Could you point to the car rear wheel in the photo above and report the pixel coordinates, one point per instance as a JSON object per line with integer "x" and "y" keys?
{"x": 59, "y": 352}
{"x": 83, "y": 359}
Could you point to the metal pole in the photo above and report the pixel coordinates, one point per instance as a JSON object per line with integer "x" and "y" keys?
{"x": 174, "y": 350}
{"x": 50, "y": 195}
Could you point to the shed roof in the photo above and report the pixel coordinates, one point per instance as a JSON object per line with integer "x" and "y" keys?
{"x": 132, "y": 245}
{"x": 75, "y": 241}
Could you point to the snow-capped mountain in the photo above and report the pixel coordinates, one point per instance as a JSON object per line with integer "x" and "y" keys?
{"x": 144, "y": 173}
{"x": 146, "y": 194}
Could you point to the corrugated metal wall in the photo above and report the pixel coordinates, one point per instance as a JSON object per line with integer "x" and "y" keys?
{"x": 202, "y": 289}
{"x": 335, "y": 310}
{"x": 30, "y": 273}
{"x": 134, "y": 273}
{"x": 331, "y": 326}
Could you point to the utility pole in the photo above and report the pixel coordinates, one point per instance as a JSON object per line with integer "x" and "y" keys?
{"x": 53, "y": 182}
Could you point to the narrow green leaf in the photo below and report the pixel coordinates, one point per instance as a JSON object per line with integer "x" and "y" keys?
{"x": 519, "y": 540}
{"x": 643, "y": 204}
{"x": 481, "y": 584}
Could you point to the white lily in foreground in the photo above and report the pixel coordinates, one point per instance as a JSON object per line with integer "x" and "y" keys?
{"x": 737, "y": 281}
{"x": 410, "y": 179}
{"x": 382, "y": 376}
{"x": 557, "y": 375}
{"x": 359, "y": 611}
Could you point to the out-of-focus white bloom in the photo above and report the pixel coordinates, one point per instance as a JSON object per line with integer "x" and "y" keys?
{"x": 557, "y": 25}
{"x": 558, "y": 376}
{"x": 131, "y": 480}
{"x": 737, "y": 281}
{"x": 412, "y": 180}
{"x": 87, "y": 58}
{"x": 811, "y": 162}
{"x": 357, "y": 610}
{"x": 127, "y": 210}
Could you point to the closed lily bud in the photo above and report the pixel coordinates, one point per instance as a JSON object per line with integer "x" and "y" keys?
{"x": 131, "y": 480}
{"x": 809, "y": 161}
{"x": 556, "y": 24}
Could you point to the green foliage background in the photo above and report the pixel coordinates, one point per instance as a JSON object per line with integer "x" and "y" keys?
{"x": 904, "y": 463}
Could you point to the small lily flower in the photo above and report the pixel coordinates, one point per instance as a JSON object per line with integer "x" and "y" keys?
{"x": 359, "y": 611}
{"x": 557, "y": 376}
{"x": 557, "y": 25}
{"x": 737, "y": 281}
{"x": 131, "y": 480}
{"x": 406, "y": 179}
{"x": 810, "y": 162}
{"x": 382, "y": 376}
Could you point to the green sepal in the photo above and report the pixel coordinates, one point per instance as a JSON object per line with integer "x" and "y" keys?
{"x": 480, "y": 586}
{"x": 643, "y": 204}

- _Problem to work on_
Format every line of the items above as a JSON list of strings, one string per line, and leave out any blank lines.

- _Task solution_
[
  "Could you point to the car rear wheel in the photo above and report the pixel coordinates, one point per instance as a JSON object per line with integer \"x\" and \"y\" keys?",
  "{\"x\": 59, \"y\": 352}",
  "{\"x\": 83, \"y\": 359}",
  "Could you point to the metal pole in the photo above and report the pixel coordinates, one point per instance as a JSON object per line with integer \"x\" and \"y\" keys?",
  "{\"x\": 174, \"y\": 350}",
  "{\"x\": 50, \"y\": 195}",
  "Could you point to the shed roof in the photo above and report the pixel coordinates, one point per instance as a JSON object per line with integer \"x\" and \"y\" keys?",
  "{\"x\": 132, \"y\": 245}",
  "{\"x\": 75, \"y\": 241}",
  "Could you point to the snow-capped mountain in the photo above and report the pixel coordinates, one point per instance as a JSON object per line with integer \"x\" and \"y\" keys?",
  "{\"x\": 144, \"y\": 173}",
  "{\"x\": 146, \"y\": 194}",
  "Could you point to the corrugated metal wall in the photo above and report the pixel coordinates, one point per instance as a JSON object per line with integer \"x\" and \"y\" keys?",
  "{\"x\": 202, \"y\": 289}",
  "{\"x\": 335, \"y\": 310}",
  "{\"x\": 30, \"y\": 273}",
  "{\"x\": 134, \"y\": 273}",
  "{\"x\": 331, \"y\": 326}",
  "Could you point to the utility pole in the photo above and report the pixel coordinates, one point per instance as a JSON object per line with integer \"x\" and \"y\" keys?",
  "{\"x\": 53, \"y\": 182}",
  "Could you point to the narrow green leaf in the photo below and report the pixel coordinates, one point per instance as a JSON object per line with integer \"x\" and \"y\" keys?",
  "{\"x\": 519, \"y\": 540}",
  "{\"x\": 643, \"y\": 204}",
  "{\"x\": 481, \"y\": 584}",
  "Could you point to the white lily in foreground in the photo above and report the pixel coordinates, one point per instance as a JSON object per line with integer \"x\" and \"y\" keys?",
  "{\"x\": 737, \"y\": 281}",
  "{\"x\": 410, \"y\": 179}",
  "{\"x\": 382, \"y\": 376}",
  "{\"x\": 557, \"y\": 375}",
  "{\"x\": 359, \"y\": 611}",
  "Could you point to the out-of-focus white bloom in the photo above and report the pixel coordinates, one point per instance as a JSON object per line with integer \"x\" and \"y\" keys?",
  "{\"x\": 557, \"y\": 25}",
  "{\"x\": 558, \"y\": 376}",
  "{\"x\": 131, \"y\": 480}",
  "{\"x\": 737, \"y\": 281}",
  "{\"x\": 412, \"y\": 180}",
  "{\"x\": 87, \"y\": 58}",
  "{\"x\": 811, \"y\": 162}",
  "{\"x\": 357, \"y\": 610}",
  "{\"x\": 127, \"y\": 210}",
  "Could you point to the closed lily bud in the photo above and report the pixel coordinates, one point per instance as a JSON object per line with integer \"x\" and \"y\" keys?",
  "{\"x\": 131, \"y\": 480}",
  "{\"x\": 809, \"y\": 161}",
  "{\"x\": 556, \"y\": 24}",
  "Could you point to the green foliage background in the photo above and report the pixel coordinates, one point per instance as a JSON object per line with integer \"x\" and \"y\" keys?",
  "{\"x\": 904, \"y\": 463}",
  "Could you point to the small lily flower in the photo above and report the pixel coordinates, one point per instance as a JSON object per line with integer \"x\" and \"y\" keys?",
  "{\"x\": 359, \"y\": 611}",
  "{\"x\": 557, \"y\": 376}",
  "{\"x\": 557, \"y\": 25}",
  "{\"x\": 737, \"y\": 281}",
  "{\"x\": 131, \"y\": 480}",
  "{\"x\": 406, \"y\": 179}",
  "{\"x\": 810, \"y\": 162}",
  "{\"x\": 382, \"y\": 376}",
  "Could you point to the green sepal in the photo above and report the pixel coordinates, one point per instance as a JSON object per line with integer \"x\" and \"y\" keys?",
  "{\"x\": 480, \"y\": 586}",
  "{\"x\": 643, \"y\": 204}"
]